[EXCERTO PARA LER]
⁂

No dia 11 de março de 2004, Espanha acordava pela última vez sem a ferida que veria essa manhã ser-lhe infligida fundo no peito, em Madrid, a sua capital. Uma dezena de bombas, colocadas estrategicamente em quatro comboios urbanos, na linha de Alcalá de Henares, que terminava na estação da Atocha, explodiram quase em simultâneo, entre as 7h36 e as 7h40 da manhã.
Três bombas explodiram num comboio dentro da estação da Atocha, primeiro. Depois explodiram duas num comboio na estação de El Pozo del Tío Raimundo e uma num comboio na estação de Santa Eugenia. Por último, explodiram quatro bombas dentro de um comboio na rua Téllez, a 500 metros da entrada da Atocha. Morreram 192 pessoas neste dia, espanhóis e imigrantes, provocando ainda, segundo os números oficiais, 1.853 feridos, conforme indicou ao Notícias ao Minuto a Associação 11-M Afetados pelo Terrorismo.

⁂

[DADOS EM BRUTO]
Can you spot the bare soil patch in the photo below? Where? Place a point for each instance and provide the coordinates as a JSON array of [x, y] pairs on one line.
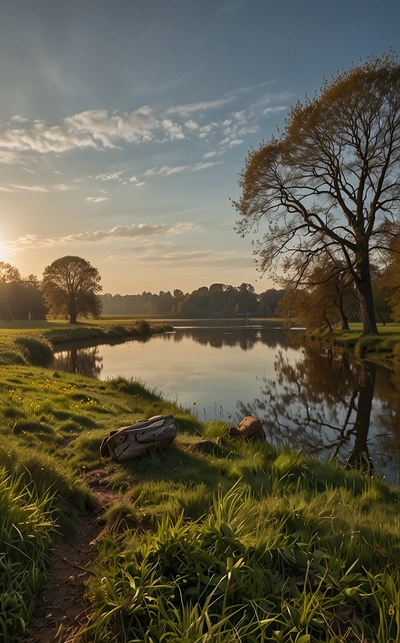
[[61, 608]]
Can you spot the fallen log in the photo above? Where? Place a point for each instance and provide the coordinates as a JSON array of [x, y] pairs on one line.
[[130, 442]]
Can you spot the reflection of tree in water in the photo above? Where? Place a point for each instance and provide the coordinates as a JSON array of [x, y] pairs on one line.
[[321, 404], [82, 361], [246, 337]]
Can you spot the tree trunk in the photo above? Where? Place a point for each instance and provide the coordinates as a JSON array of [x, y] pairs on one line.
[[365, 297], [367, 308], [359, 457]]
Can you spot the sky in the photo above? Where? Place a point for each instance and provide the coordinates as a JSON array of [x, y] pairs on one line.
[[124, 125]]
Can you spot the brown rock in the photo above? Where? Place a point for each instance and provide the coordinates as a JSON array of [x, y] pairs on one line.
[[250, 428]]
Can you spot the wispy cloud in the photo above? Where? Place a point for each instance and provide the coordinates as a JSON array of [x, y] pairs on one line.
[[59, 187], [99, 129], [190, 108], [141, 231], [96, 199], [131, 232]]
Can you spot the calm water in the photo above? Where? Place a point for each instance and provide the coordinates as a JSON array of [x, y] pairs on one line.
[[318, 400]]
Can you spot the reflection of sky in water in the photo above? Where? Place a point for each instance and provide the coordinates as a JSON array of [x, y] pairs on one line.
[[186, 371], [216, 368]]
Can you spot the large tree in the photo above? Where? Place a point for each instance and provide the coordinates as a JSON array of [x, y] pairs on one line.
[[70, 287], [330, 183]]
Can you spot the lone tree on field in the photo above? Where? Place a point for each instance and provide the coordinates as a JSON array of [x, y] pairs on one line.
[[330, 183], [70, 286]]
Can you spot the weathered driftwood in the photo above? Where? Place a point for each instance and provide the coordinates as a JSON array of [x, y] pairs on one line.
[[250, 428], [130, 442]]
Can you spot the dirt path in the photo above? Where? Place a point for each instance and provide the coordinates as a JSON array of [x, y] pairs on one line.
[[60, 609]]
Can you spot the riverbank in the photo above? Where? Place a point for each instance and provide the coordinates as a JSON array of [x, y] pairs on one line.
[[382, 347], [243, 543], [33, 342]]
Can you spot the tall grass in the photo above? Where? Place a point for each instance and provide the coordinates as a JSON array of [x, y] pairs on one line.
[[26, 523]]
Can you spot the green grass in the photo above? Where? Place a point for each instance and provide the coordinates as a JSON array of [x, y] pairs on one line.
[[245, 544], [378, 347], [31, 342]]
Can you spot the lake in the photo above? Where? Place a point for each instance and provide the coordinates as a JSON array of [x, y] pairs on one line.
[[314, 399]]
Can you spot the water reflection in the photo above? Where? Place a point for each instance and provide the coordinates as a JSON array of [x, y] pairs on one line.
[[244, 337], [321, 403]]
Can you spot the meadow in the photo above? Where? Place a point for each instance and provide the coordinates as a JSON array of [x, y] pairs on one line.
[[242, 544]]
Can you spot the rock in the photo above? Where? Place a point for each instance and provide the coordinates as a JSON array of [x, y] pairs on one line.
[[250, 428]]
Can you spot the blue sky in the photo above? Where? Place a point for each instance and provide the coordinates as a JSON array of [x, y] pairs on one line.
[[124, 125]]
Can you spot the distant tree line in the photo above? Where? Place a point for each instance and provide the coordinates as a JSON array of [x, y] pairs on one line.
[[324, 297], [20, 298], [218, 300]]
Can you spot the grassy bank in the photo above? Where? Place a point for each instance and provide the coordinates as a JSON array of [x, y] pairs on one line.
[[32, 342], [384, 346], [243, 544]]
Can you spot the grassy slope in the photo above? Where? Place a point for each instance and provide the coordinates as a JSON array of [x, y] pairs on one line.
[[58, 332], [384, 345], [247, 544]]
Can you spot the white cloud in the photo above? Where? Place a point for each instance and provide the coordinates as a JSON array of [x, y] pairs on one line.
[[191, 125], [142, 230], [19, 119], [99, 129], [204, 166], [96, 199], [166, 170], [32, 188], [110, 176], [187, 110]]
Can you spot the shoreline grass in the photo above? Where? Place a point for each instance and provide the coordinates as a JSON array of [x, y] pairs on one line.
[[383, 347], [246, 544], [32, 343]]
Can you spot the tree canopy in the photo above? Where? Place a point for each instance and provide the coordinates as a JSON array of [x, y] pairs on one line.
[[70, 287], [330, 183]]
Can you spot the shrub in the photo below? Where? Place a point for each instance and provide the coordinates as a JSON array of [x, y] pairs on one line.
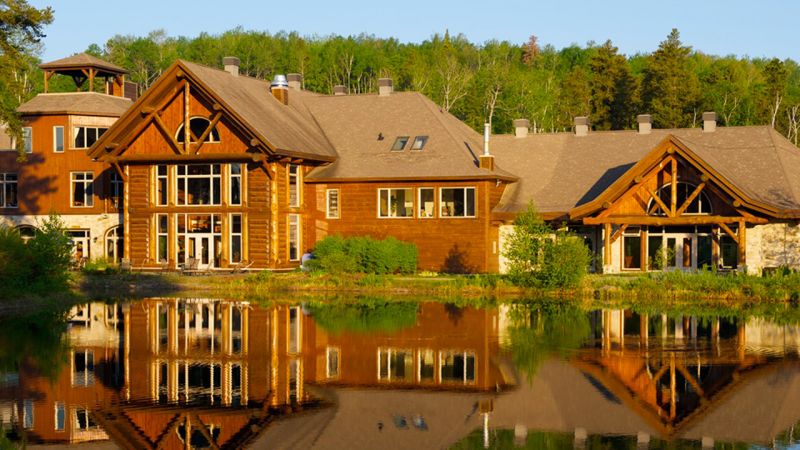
[[336, 254], [540, 256]]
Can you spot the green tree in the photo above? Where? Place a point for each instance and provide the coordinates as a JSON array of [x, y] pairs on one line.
[[670, 88]]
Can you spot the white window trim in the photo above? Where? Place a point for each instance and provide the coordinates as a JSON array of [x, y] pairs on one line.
[[475, 197], [55, 140], [328, 193], [72, 191], [419, 202], [389, 204]]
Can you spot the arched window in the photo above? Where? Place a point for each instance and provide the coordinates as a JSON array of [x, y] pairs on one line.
[[699, 205], [115, 243], [198, 126], [27, 232]]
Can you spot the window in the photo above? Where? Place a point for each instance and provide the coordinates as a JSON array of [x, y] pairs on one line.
[[115, 243], [457, 202], [332, 362], [199, 184], [162, 236], [197, 126], [162, 184], [294, 237], [85, 137], [236, 238], [116, 190], [82, 192], [457, 367], [58, 139], [395, 202], [8, 190], [235, 184], [399, 143], [425, 203], [332, 202], [294, 185], [419, 142], [27, 138], [395, 365], [60, 416]]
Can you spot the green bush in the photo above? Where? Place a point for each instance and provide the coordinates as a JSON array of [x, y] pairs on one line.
[[336, 254], [540, 256]]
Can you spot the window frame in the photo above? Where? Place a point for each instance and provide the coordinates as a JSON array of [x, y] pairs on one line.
[[90, 183], [466, 208], [56, 130], [389, 203], [328, 193]]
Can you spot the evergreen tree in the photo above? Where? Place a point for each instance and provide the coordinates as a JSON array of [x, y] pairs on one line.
[[670, 88]]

⁂

[PEDIDO 1]
Reescreve em forma de lista o parágrafo do excerto que começa por "Três bombas explodiram", mantendo os factos principais.
[PEDIDO 2]
Segundo o excerto, entre que horas explodiram as bombas?

[RESULTADO 1]
- Primeiro, três bombas explodiram num comboio dentro da estação da Atocha.
- Depois, duas explodiram num comboio na estação de El Pozo del Tío Raimundo e uma num comboio na estação de Santa Eugenia.
- Por último, quatro bombas explodiram num comboio na rua Téllez, a 500 metros da entrada da Atocha.
- Morreram 192 pessoas, espanhóis e imigrantes.
- Segundo os números oficiais indicados pela Associação 11-M Afetados pelo Terrorismo, houve 1.853 feridos.

[RESULTADO 2]
Entre as 7h36 e as 7h40 da manhã.